Start of Text block

Thursday, December 17, 2009

A Mauled Heiress Fights Back in San Fran

From today's Wall Street Journal:

Heiress Pushes to Add Some Bite to City's Leash Laws

By JIM CARLTON

Hotel heiress Marion Cope is trying to keep one of San Francisco's most exclusive neighborhoods from going to the dogs.

Mrs. Cope, a resident in the city's Nob Hill area, and others in the vicinity have complained for years about unleashed dogs disturbing Huntington Park, which lies in the shadow of the tony Huntington Hotel that Mrs. Cope's late husband controlled. On Nov. 11, the 74-year-old Mrs. Cope was attacked by unleashed dogs as she walked her leashed Irish terrier, Clancy. Signs say dogs must remain on leashes, but Mrs. Cope and many other residents say the laws are ignored.

Huntington Park in Nob Hill has a grassy area popular with nearby dog owners as well as a playground.

From her hospital bed where she recuperated from a 10-inch wound to her right leg, Mrs. Cope decided to fight back. Using her BlackBerry, she wrote an email to the neighborhood Nob Hill Association chastising dog owners for allowing their animals to run unleashed.

End of Text block
Start of Provided material

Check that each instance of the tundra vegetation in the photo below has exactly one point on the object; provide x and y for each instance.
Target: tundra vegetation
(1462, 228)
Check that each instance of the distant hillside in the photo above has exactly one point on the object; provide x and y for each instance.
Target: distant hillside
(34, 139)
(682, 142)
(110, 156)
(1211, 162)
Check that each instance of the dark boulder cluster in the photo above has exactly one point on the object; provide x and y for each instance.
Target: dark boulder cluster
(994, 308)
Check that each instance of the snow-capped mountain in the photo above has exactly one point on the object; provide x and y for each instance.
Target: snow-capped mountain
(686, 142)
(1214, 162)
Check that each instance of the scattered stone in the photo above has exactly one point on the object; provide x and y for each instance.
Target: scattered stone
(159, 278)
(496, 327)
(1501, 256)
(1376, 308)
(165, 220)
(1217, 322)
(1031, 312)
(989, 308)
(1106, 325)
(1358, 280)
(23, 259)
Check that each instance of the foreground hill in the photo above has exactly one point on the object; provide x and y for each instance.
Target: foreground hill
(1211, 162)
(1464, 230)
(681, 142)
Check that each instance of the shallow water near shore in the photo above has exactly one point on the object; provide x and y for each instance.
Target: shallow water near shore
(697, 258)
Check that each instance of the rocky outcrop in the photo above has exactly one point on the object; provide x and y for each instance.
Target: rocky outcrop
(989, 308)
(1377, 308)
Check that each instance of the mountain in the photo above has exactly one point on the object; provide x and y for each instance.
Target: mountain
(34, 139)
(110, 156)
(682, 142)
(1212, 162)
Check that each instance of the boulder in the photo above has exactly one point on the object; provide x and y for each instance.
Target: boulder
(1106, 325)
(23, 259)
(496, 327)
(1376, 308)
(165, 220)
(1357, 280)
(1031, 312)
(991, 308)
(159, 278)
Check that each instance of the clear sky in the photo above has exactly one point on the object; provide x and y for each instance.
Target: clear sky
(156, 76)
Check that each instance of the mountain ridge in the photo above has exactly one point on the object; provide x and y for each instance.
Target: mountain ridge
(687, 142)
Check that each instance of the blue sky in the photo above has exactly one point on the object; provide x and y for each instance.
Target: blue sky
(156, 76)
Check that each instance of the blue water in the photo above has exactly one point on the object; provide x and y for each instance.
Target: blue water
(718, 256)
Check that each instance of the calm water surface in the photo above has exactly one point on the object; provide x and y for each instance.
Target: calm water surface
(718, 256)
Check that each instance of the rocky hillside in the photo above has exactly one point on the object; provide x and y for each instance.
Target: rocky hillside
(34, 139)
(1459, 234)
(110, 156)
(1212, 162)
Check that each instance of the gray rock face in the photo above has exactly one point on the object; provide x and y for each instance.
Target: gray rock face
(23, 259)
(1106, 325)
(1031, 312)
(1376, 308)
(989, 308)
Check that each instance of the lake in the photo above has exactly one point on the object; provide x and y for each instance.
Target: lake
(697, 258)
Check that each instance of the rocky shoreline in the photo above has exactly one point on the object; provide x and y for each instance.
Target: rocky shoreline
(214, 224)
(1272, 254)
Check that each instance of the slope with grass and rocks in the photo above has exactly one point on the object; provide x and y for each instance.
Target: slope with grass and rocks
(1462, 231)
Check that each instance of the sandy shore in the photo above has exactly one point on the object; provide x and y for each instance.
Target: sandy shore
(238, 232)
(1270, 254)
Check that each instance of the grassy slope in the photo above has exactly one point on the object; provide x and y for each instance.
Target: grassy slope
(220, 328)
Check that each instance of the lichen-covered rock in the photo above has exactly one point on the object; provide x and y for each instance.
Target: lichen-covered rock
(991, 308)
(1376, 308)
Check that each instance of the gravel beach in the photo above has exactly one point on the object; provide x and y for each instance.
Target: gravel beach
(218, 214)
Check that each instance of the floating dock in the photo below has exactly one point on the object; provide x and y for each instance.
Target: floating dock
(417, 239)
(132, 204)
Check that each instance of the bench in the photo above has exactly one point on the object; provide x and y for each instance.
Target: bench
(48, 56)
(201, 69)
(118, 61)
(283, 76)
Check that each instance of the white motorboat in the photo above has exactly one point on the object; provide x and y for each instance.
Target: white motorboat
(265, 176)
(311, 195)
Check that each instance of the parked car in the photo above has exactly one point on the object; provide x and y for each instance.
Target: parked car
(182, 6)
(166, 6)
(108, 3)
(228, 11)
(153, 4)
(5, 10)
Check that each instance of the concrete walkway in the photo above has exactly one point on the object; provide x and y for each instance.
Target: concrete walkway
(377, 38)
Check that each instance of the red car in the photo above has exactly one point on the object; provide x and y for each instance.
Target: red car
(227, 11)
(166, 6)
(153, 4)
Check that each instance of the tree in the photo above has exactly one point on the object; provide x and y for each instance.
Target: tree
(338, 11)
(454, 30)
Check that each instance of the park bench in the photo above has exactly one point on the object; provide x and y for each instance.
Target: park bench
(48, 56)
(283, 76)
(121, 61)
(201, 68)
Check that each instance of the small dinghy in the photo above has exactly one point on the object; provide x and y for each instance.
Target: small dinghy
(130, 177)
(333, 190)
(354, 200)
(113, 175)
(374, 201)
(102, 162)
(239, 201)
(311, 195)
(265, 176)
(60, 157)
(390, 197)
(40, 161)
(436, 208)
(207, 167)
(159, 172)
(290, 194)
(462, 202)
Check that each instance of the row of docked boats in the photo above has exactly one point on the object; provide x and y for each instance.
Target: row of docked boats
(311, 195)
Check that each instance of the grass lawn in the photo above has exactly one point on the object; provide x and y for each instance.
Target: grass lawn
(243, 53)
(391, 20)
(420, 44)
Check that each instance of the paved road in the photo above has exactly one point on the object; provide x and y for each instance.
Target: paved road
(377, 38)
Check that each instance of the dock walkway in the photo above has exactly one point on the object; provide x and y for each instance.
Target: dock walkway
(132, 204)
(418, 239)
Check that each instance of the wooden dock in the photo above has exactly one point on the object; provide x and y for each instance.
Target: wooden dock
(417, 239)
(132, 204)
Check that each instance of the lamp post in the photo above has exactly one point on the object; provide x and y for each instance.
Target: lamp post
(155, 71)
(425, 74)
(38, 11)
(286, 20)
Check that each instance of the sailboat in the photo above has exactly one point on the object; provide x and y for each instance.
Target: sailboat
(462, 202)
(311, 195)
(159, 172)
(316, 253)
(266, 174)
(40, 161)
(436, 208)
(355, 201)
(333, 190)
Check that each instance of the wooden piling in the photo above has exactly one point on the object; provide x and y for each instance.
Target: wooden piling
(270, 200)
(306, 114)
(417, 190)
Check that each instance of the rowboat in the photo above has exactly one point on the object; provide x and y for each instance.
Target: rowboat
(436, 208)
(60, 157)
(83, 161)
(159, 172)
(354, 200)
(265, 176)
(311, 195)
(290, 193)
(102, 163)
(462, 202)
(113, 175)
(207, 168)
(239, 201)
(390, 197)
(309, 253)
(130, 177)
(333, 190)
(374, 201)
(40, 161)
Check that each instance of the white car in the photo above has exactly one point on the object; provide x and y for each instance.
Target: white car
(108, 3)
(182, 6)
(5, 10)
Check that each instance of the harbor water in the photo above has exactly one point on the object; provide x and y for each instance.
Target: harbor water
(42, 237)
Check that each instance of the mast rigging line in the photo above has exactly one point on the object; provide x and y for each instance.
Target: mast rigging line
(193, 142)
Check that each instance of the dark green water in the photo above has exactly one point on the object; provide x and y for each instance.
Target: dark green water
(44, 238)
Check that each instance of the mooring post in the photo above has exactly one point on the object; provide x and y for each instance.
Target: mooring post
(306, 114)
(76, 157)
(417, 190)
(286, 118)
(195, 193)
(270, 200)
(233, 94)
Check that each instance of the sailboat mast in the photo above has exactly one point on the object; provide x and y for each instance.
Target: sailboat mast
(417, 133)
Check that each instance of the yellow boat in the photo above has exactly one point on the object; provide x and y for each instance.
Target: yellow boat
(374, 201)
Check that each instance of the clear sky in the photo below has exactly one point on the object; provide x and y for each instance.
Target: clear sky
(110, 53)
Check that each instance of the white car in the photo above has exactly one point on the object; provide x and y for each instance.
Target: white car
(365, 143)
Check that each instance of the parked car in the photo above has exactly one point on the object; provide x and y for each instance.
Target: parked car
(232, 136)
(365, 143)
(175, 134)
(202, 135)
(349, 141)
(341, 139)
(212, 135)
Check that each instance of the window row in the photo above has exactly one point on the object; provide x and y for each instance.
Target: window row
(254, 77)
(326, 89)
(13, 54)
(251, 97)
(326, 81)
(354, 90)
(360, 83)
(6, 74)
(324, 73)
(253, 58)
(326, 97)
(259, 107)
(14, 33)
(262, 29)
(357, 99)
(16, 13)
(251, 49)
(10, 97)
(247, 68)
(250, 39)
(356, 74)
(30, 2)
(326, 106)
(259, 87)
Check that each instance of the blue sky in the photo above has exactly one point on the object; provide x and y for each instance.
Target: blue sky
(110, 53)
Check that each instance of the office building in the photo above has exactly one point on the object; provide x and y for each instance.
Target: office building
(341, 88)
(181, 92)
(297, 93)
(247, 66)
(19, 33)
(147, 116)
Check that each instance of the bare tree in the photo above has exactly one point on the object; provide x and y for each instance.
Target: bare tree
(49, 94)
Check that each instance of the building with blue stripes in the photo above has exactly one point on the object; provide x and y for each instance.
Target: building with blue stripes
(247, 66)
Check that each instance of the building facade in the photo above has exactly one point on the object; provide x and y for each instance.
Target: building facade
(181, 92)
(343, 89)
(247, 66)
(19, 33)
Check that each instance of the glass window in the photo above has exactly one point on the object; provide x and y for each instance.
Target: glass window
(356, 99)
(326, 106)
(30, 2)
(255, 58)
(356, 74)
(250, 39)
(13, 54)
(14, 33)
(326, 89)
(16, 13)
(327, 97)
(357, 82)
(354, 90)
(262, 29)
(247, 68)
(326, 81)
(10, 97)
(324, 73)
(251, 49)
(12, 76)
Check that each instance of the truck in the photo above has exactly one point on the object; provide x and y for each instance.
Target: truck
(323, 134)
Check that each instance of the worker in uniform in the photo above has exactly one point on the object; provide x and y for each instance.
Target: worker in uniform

End of Provided material

• [Brief 1] What are all the named places (city, neighborhood, park, and hotel) mentioned in the article about Marion Cope and the leash laws?
• [Brief 2] Write the next part of the article about Marion Cope and the leash laws, starting after her email to the Nob Hill Association.
The records aren't needed for this.

• [Exercise output 1]
- San Francisco
- Nob Hill
- Huntington Park
- Huntington Hotel

• [Exercise output 2]
"The park has become a nightmare of unleashed dogs and just plain scary at night," she wrote on Nov. 21 to association president David Lefkowitz after she had gone back to the hospital to deal with complications from the dog attack.

Mr. Lefkowitz read Mrs. Cope's email at the association's Nov. 23 meeting, at which representatives of the police and fire departments as well as San Francisco Supervisor David Chiu expressed "a sincere and dedicated effort to solving this problem," Mr. Lefkowitz emailed back to Mrs. Cope.

Since then, the issue of unleashed dogs has become one of the most heated issues in Nob Hill, a wealthy area that is home to iconic institutions including the Fairmont Hotel and the Pacific-Union Club. Behind the scenes, activists who say they have long asked the city to enforce leash laws have ratcheted up pressure on City Hall by emailing city officials and taking videos of unleashed dogs.

But supporters of off-leash areas call the complaints overblown and Mrs. Cope's high-profile injury an isolated incident. "We have never had that problem," says Jana Holm, 60, a real-estate stager walking her two cocker spaniels in Huntington Park recently. "We all feel bad about her bite, but our little dogs didn't bite her."

Earlier this year, off-leash backers gathered 500 signatures in a petition to establish "timed" use of Huntington Park for off-leash dogs, a proposal opposed by the Nob Hill Association.

The Huntington Park dogfight is the latest chapter in the long-running debate over on-leash versus off-leash dogs. With more dogs than children in the city by some estimates, dog owners often lock horns with petless residents in San Francisco's 219 parks.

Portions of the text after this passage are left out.